TÂCHES À RÉALISER:
#1 Indiquez si chacune des affirmations suivantes concorde avec le texte extrait, en répondant par oui ou par non et en citant à l’identique les mots du texte qui tranchent. (a) Le texte est daté du mercredi 14 août 2019. (b) Marlène Schiappa et Adrien Taquet ont réclamé une enquête par un communiqué de presse commun. (c) Adrien Taquet est présenté comme secrétaire d’État sapiosexuel.
#2 Dans le texte extrait, remplacez « ministres » par « membres » au sein du passage qui commence par « Vu du Droit » et se poursuit jusqu’à « DSK, c’est dire. », puis donnez ce passage.

Vu du Droit
Epstein, Schiappa, Taquet,
quand Plic & Ploc prennent la pose
Régis de Castelnau
Mercredi 14 août 2019
Comme c’était prévisible, le tremblement
de terre de l’affaire Jeffrey Epstein a
produit des répliques chez nous. Dont
celle de deux, parmi les ministres les
plus ridicules de notre gouvernement,
Marlène Schiappa secrétaire d’État
sapiosexuelle et Adrien Taquet aux
attributions obscures et auparavant
passé par la case DSK, c’est dire.
Histoire de tirer des bénéfices
politiques de l’affaire, par un
communiqué de presse commun
ils ont réclamé l’ouverture d’une
enquête en France sur les
agissements du suicidé de Manhattan.

ENTRÉES EXTRAITES:
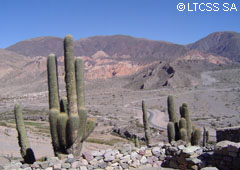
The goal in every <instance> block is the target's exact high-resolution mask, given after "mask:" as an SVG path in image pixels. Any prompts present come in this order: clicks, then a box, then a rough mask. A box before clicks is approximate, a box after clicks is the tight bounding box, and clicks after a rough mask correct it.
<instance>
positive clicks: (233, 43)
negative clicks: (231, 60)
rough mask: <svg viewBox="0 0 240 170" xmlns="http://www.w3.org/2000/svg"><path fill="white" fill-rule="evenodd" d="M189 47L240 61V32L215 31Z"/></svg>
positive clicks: (192, 43) (195, 49) (203, 51)
mask: <svg viewBox="0 0 240 170" xmlns="http://www.w3.org/2000/svg"><path fill="white" fill-rule="evenodd" d="M187 47H188V48H189V49H191V50H192V49H195V50H199V51H201V52H204V53H210V54H214V55H217V56H223V57H226V58H228V59H230V60H233V61H238V62H239V61H240V34H239V33H237V32H215V33H212V34H210V35H208V36H206V37H204V38H202V39H200V40H199V41H197V42H195V43H192V44H189V45H188V46H187Z"/></svg>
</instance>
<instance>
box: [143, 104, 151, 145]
mask: <svg viewBox="0 0 240 170" xmlns="http://www.w3.org/2000/svg"><path fill="white" fill-rule="evenodd" d="M142 112H143V126H144V132H145V139H146V145H147V146H149V145H150V143H151V132H150V128H149V124H148V115H147V110H146V106H145V102H144V101H142Z"/></svg>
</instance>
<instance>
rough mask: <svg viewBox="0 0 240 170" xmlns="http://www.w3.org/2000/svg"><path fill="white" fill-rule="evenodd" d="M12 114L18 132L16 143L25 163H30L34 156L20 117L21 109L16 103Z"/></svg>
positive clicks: (24, 127) (30, 163)
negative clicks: (15, 122)
mask: <svg viewBox="0 0 240 170" xmlns="http://www.w3.org/2000/svg"><path fill="white" fill-rule="evenodd" d="M14 115H15V121H16V129H17V132H18V144H19V146H20V148H21V149H20V153H21V155H22V158H23V159H24V162H25V163H29V164H32V163H33V162H35V156H34V153H33V151H32V149H31V148H30V144H29V141H28V138H27V134H26V130H25V125H24V121H23V117H22V109H21V107H20V106H19V105H18V104H16V105H15V107H14Z"/></svg>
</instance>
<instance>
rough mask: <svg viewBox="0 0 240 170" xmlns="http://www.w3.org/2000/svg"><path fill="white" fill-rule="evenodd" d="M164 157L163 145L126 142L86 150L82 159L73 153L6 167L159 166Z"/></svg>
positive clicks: (163, 158) (92, 168) (32, 168)
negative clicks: (136, 145) (119, 147)
mask: <svg viewBox="0 0 240 170" xmlns="http://www.w3.org/2000/svg"><path fill="white" fill-rule="evenodd" d="M164 159H165V149H164V148H163V147H162V146H155V147H152V148H147V147H141V148H135V147H132V146H131V145H130V144H125V145H124V146H122V147H121V148H120V149H116V150H112V149H108V150H100V151H92V152H84V153H83V154H82V157H81V158H80V159H75V158H74V157H73V156H72V155H68V156H67V157H66V158H65V159H62V160H59V159H58V158H57V157H50V158H46V161H43V162H38V161H37V162H35V163H34V164H32V165H28V164H22V163H20V162H14V161H13V162H11V164H9V165H7V166H5V167H4V168H5V169H6V170H10V169H11V170H12V169H23V170H30V169H35V170H42V169H46V170H53V169H54V170H58V169H59V170H60V169H63V170H67V169H69V170H77V169H79V170H93V169H98V170H123V169H129V168H130V167H131V168H138V167H141V166H147V167H156V168H158V167H161V166H162V163H163V160H164Z"/></svg>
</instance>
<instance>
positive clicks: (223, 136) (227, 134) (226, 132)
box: [216, 126, 240, 142]
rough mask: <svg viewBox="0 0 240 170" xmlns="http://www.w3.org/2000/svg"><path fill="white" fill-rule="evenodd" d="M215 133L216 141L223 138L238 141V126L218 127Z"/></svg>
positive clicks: (239, 132) (239, 135)
mask: <svg viewBox="0 0 240 170" xmlns="http://www.w3.org/2000/svg"><path fill="white" fill-rule="evenodd" d="M216 133H217V134H216V137H217V142H220V141H224V140H228V141H232V142H240V126H235V127H229V128H222V129H218V130H217V131H216Z"/></svg>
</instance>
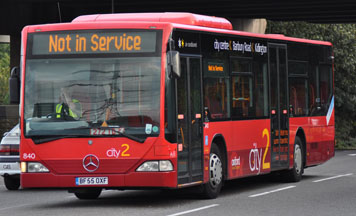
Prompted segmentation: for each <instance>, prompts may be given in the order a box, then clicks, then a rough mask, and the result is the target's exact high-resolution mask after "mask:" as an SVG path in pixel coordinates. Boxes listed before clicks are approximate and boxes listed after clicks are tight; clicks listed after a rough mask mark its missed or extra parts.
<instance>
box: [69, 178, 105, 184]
mask: <svg viewBox="0 0 356 216" xmlns="http://www.w3.org/2000/svg"><path fill="white" fill-rule="evenodd" d="M75 184H76V185H107V184H109V179H108V177H76V178H75Z"/></svg>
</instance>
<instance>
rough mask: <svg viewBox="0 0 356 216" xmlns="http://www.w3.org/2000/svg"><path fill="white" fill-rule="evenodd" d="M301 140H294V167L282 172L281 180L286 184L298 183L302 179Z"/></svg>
mask: <svg viewBox="0 0 356 216" xmlns="http://www.w3.org/2000/svg"><path fill="white" fill-rule="evenodd" d="M302 146H303V145H302V140H301V139H300V138H299V137H296V138H295V143H294V157H293V158H294V163H293V164H294V165H293V168H292V169H290V170H287V171H285V172H283V175H282V177H283V180H284V181H286V182H298V181H300V180H301V179H302V175H303V172H304V161H303V147H302Z"/></svg>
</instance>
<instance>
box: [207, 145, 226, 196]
mask: <svg viewBox="0 0 356 216" xmlns="http://www.w3.org/2000/svg"><path fill="white" fill-rule="evenodd" d="M223 167H224V164H223V159H222V155H221V153H220V150H219V148H218V146H217V145H216V144H214V143H213V145H212V146H211V152H210V159H209V182H208V183H206V184H205V185H203V187H204V192H203V195H204V197H206V198H208V199H215V198H216V197H217V196H218V195H219V193H220V190H221V187H222V185H223V181H224V168H223Z"/></svg>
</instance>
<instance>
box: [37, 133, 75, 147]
mask: <svg viewBox="0 0 356 216" xmlns="http://www.w3.org/2000/svg"><path fill="white" fill-rule="evenodd" d="M77 137H82V136H78V135H58V136H49V137H47V136H33V137H31V139H32V141H33V142H34V143H35V144H36V145H37V144H42V143H47V142H51V141H55V140H59V139H64V138H77Z"/></svg>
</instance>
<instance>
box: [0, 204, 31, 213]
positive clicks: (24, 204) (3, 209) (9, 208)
mask: <svg viewBox="0 0 356 216" xmlns="http://www.w3.org/2000/svg"><path fill="white" fill-rule="evenodd" d="M28 205H30V204H23V205H17V206H9V207H6V208H0V211H2V210H7V209H12V208H20V207H24V206H28Z"/></svg>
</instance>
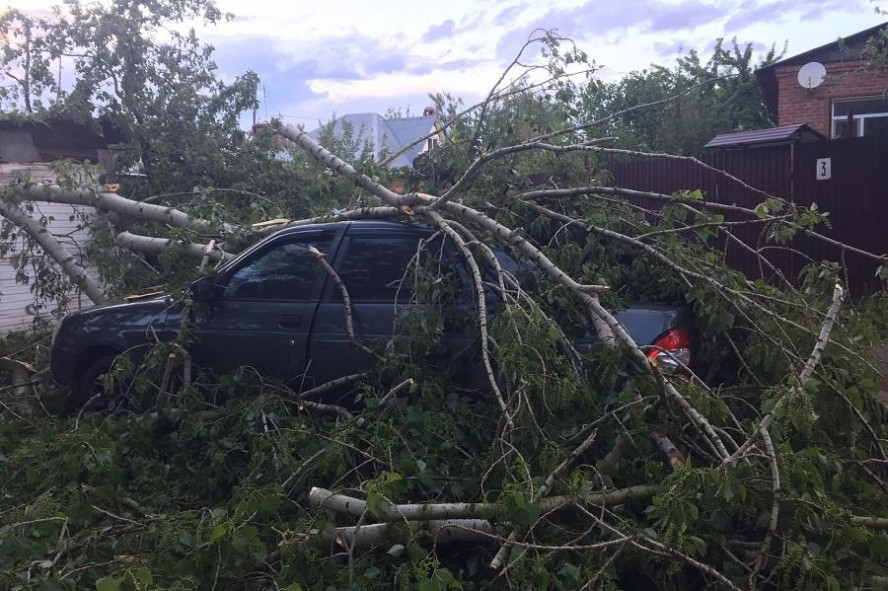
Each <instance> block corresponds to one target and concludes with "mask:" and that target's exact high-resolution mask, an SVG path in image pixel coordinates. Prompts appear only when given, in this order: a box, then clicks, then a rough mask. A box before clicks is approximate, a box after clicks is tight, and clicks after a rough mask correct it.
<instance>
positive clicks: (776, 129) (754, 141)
mask: <svg viewBox="0 0 888 591" xmlns="http://www.w3.org/2000/svg"><path fill="white" fill-rule="evenodd" d="M823 139H826V138H824V137H823V135H821V134H820V133H818V132H816V131H814V130H813V129H811V128H810V127H808V126H807V125H783V126H781V127H771V128H768V129H755V130H752V131H738V132H736V133H723V134H721V135H717V136H715V137H714V138H712V139H711V140H710V141H709V143H708V144H706V145H705V146H704V148H734V147H740V146H752V145H757V146H761V145H766V144H782V143H787V142H812V141H820V140H823Z"/></svg>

RÉPONSES ATTENDUES:
#1
(a) Oui : « Mercredi 14 août 2019 ».
(b) Oui : « par un communiqué de presse commun ils ont réclamé l’ouverture d’une enquête en France ».
(c) Non : « Marlène Schiappa secrétaire d’État sapiosexuelle ».

#2
Vu du Droit
Epstein, Schiappa, Taquet,
quand Plic & Ploc prennent la pose
Régis de Castelnau
Mercredi 14 août 2019
Comme c’était prévisible, le tremblement
de terre de l’affaire Jeffrey Epstein a
produit des répliques chez nous. Dont
celle de deux, parmi les membres les
plus ridicules de notre gouvernement,
Marlène Schiappa secrétaire d’État
sapiosexuelle et Adrien Taquet aux
attributions obscures et auparavant
passé par la case DSK, c’est dire.